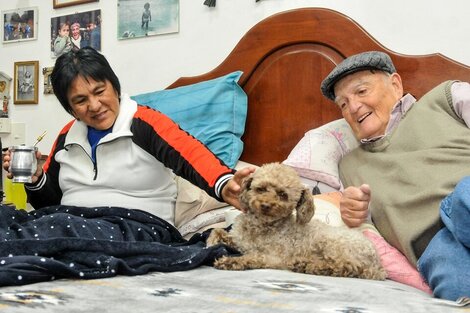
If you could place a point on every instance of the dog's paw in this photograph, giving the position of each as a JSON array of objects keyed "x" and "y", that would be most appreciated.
[
  {"x": 229, "y": 263},
  {"x": 217, "y": 235}
]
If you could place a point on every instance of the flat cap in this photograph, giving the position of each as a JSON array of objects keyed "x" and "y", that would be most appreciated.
[{"x": 371, "y": 60}]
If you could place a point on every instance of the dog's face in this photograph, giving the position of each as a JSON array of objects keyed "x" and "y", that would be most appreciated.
[{"x": 273, "y": 192}]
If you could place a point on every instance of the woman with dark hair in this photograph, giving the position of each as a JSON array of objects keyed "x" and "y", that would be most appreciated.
[{"x": 117, "y": 153}]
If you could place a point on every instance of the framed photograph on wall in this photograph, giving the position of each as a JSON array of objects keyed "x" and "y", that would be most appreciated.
[
  {"x": 5, "y": 84},
  {"x": 19, "y": 25},
  {"x": 137, "y": 18},
  {"x": 25, "y": 82},
  {"x": 67, "y": 3},
  {"x": 75, "y": 31},
  {"x": 46, "y": 72}
]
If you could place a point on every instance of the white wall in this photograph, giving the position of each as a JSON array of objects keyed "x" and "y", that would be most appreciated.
[{"x": 207, "y": 35}]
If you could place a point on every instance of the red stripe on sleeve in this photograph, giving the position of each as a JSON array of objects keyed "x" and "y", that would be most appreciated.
[
  {"x": 51, "y": 154},
  {"x": 193, "y": 151}
]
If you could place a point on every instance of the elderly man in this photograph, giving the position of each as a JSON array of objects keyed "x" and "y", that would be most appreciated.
[{"x": 412, "y": 156}]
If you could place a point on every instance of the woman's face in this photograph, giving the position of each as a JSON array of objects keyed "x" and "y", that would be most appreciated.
[
  {"x": 94, "y": 103},
  {"x": 366, "y": 100}
]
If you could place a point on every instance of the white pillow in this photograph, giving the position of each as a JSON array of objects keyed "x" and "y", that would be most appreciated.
[{"x": 317, "y": 155}]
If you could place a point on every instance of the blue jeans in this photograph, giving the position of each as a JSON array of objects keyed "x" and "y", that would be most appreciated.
[{"x": 445, "y": 264}]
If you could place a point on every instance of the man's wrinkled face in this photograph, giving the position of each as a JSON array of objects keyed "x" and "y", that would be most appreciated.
[{"x": 366, "y": 100}]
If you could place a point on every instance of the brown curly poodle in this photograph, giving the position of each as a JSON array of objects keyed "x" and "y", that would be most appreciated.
[{"x": 277, "y": 231}]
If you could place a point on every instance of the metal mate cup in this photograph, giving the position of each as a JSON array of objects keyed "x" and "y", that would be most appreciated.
[{"x": 23, "y": 163}]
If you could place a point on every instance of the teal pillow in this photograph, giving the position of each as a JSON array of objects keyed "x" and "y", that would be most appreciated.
[{"x": 213, "y": 111}]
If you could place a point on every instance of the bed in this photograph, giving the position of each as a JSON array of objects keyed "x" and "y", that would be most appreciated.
[{"x": 279, "y": 64}]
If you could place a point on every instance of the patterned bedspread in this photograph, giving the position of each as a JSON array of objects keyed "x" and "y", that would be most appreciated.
[{"x": 74, "y": 242}]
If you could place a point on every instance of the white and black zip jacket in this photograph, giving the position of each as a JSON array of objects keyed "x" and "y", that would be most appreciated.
[{"x": 134, "y": 167}]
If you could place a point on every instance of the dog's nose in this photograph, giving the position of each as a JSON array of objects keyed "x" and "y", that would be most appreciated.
[{"x": 265, "y": 207}]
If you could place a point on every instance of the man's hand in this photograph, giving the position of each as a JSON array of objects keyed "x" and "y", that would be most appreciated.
[
  {"x": 232, "y": 189},
  {"x": 354, "y": 205}
]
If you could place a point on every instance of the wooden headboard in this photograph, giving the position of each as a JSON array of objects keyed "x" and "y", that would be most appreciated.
[{"x": 284, "y": 59}]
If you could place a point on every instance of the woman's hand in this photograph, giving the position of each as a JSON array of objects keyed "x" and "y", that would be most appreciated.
[
  {"x": 354, "y": 205},
  {"x": 6, "y": 166},
  {"x": 231, "y": 190}
]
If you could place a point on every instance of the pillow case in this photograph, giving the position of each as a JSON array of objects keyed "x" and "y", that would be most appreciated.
[
  {"x": 213, "y": 111},
  {"x": 318, "y": 153}
]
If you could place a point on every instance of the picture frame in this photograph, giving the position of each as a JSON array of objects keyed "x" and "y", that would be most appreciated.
[
  {"x": 75, "y": 31},
  {"x": 57, "y": 4},
  {"x": 19, "y": 24},
  {"x": 25, "y": 82},
  {"x": 46, "y": 72},
  {"x": 141, "y": 19},
  {"x": 5, "y": 85}
]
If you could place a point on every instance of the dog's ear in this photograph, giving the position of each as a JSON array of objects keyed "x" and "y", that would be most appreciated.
[{"x": 305, "y": 207}]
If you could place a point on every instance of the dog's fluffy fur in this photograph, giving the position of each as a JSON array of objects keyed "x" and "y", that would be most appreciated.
[{"x": 270, "y": 235}]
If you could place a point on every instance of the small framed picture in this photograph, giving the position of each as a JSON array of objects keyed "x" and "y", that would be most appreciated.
[
  {"x": 75, "y": 31},
  {"x": 26, "y": 82},
  {"x": 19, "y": 25},
  {"x": 137, "y": 18},
  {"x": 46, "y": 72},
  {"x": 5, "y": 83},
  {"x": 67, "y": 3}
]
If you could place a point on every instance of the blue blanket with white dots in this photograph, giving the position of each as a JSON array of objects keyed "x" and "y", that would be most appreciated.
[{"x": 76, "y": 242}]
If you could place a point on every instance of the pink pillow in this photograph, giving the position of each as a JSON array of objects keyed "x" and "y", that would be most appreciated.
[{"x": 318, "y": 153}]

+ + + + +

What this task involves:
Each line from the one containing "of the pink" to the last line of the material above should be reproduced word for word, with nothing added.

Finished task:
If you could place a point on every instance of the pink pillow in this photograph, giving the position of each as a JSON array of objects keyed "x" and "y", that would be most appreciated.
[{"x": 318, "y": 153}]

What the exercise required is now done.